• [WORK TASK]:
Go through the data and copy each line where the string "wrist" appears.

• [Region pointing data]:
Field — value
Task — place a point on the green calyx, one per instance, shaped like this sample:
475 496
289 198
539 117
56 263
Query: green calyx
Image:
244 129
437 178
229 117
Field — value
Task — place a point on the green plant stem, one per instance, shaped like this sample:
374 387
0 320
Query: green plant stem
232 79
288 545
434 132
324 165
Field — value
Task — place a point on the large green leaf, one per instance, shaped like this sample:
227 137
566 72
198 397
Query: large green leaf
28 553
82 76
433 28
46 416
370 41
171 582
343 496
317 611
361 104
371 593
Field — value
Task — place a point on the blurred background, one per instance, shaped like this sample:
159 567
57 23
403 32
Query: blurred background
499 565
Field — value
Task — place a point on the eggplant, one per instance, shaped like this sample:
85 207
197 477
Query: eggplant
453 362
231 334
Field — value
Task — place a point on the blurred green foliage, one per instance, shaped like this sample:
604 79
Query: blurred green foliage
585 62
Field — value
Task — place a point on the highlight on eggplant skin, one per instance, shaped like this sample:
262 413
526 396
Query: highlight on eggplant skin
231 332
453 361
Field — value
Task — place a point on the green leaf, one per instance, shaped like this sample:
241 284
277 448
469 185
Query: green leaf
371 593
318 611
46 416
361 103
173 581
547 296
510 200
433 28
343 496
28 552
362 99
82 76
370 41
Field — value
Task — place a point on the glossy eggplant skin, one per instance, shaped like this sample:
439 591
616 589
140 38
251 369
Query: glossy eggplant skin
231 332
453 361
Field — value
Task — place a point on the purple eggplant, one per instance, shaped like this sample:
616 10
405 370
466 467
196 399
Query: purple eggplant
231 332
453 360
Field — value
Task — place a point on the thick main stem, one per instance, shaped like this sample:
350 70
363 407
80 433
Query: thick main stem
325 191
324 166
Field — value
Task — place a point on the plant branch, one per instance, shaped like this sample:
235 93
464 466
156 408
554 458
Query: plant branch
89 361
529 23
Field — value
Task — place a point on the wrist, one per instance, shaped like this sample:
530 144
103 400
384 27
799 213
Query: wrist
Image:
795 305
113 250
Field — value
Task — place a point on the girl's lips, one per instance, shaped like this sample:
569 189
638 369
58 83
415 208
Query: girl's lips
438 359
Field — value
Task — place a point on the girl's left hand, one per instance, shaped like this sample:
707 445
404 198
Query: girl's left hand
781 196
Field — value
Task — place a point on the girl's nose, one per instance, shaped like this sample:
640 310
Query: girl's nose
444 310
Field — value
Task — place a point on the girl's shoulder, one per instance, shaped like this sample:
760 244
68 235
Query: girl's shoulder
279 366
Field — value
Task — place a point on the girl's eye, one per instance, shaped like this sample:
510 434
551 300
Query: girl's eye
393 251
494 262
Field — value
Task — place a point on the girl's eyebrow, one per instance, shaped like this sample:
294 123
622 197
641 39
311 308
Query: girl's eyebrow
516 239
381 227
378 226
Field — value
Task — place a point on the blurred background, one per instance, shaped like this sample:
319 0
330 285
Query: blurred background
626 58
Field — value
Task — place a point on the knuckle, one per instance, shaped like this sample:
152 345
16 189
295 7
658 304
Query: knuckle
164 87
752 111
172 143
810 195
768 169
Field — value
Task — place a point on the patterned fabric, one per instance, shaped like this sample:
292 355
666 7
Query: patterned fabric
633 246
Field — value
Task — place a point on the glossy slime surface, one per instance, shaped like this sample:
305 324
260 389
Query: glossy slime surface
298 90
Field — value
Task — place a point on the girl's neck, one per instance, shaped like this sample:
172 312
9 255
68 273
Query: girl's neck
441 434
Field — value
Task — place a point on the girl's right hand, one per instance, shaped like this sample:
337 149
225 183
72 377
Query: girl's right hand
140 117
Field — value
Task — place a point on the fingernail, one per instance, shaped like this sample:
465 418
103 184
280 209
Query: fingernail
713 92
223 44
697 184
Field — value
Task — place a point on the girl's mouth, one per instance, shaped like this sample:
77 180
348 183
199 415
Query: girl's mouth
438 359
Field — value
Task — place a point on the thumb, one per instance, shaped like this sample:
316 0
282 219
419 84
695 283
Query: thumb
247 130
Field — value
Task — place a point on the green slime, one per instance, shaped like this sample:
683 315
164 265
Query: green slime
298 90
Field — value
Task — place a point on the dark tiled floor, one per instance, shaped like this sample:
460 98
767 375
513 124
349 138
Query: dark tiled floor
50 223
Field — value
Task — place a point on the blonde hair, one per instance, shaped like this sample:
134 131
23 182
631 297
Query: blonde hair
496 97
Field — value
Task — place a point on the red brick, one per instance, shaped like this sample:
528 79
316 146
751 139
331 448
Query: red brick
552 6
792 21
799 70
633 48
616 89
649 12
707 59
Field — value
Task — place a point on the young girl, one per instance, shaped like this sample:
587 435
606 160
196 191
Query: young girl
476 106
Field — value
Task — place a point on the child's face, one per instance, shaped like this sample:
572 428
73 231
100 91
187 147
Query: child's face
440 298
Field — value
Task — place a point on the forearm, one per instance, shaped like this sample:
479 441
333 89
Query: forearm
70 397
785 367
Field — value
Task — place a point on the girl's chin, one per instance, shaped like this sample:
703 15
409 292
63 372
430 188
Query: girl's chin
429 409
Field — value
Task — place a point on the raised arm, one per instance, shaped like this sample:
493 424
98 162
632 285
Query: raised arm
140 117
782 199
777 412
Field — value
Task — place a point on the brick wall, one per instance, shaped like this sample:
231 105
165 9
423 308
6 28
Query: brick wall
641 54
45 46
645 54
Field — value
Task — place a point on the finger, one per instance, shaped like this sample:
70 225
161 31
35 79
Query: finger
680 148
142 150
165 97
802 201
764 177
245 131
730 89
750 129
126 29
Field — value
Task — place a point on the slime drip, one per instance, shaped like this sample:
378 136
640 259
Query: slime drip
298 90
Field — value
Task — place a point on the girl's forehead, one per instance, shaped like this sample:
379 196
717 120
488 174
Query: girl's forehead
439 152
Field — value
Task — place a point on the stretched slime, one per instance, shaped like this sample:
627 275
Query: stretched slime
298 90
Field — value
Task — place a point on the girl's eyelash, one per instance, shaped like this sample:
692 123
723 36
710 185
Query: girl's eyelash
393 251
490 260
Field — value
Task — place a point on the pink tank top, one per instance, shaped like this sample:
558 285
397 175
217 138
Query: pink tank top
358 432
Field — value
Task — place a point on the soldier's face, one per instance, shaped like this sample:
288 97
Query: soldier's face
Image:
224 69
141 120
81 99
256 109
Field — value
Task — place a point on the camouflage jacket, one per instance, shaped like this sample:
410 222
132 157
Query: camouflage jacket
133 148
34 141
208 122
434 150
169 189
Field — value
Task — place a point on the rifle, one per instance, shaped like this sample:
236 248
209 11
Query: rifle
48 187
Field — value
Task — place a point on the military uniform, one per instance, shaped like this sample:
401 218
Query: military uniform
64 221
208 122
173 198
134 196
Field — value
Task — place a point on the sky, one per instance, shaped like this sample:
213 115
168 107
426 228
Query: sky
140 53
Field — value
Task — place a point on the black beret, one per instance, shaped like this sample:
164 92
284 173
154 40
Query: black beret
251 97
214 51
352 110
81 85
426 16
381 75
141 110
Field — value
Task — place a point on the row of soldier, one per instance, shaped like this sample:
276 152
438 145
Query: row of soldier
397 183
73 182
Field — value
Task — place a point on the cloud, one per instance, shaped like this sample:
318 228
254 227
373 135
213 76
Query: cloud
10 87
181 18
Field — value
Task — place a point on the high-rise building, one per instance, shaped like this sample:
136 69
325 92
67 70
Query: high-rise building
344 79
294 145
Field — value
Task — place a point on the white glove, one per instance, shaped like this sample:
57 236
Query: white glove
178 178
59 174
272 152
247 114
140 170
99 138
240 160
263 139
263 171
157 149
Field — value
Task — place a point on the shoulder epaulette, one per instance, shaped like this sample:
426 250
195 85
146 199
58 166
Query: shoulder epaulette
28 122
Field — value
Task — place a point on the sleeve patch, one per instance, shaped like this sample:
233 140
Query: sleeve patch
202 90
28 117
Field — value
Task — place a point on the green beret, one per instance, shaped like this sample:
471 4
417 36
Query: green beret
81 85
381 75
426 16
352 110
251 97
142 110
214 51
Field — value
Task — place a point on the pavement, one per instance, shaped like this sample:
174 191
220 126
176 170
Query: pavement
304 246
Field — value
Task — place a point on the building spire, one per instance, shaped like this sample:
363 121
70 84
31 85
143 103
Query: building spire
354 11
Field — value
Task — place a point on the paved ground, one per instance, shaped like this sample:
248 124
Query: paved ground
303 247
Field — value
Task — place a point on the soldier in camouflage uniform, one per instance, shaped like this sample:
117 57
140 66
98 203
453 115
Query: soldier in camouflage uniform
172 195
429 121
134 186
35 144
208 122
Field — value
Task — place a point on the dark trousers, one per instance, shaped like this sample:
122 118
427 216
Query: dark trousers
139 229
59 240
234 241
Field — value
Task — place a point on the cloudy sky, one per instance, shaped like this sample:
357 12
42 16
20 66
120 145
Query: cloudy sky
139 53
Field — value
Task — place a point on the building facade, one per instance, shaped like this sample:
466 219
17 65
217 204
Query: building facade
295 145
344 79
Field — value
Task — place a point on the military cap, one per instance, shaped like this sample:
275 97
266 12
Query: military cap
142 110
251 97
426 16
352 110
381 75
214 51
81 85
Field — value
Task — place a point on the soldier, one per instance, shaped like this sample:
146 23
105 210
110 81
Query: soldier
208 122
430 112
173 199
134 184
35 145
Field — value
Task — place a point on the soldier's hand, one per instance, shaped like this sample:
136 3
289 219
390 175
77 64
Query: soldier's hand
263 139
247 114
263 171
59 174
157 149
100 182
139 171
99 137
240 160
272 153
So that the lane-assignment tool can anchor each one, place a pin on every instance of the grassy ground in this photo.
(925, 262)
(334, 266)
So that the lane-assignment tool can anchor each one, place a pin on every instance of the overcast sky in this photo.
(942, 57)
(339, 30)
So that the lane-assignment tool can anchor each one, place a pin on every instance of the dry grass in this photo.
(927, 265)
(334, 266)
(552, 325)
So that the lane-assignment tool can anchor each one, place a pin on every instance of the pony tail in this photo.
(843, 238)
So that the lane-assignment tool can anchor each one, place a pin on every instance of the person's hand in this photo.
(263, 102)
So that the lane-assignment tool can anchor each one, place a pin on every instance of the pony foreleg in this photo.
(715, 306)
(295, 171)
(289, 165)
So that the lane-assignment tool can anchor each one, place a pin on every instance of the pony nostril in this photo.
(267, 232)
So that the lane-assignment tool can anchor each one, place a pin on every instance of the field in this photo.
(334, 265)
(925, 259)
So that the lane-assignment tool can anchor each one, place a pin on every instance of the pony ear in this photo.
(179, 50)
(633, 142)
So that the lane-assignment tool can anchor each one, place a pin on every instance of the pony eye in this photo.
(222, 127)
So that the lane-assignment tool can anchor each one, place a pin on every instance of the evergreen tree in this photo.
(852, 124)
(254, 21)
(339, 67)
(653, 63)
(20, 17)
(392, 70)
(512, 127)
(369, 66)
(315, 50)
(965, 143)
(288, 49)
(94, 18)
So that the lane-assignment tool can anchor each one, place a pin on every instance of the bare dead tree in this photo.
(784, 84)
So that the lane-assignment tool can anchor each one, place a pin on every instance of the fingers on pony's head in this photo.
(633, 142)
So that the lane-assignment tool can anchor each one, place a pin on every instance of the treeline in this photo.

• [COMPLETED EXERCISE]:
Task — place a point on the wrist, one per instance, shaped like this sample:
Query: wrist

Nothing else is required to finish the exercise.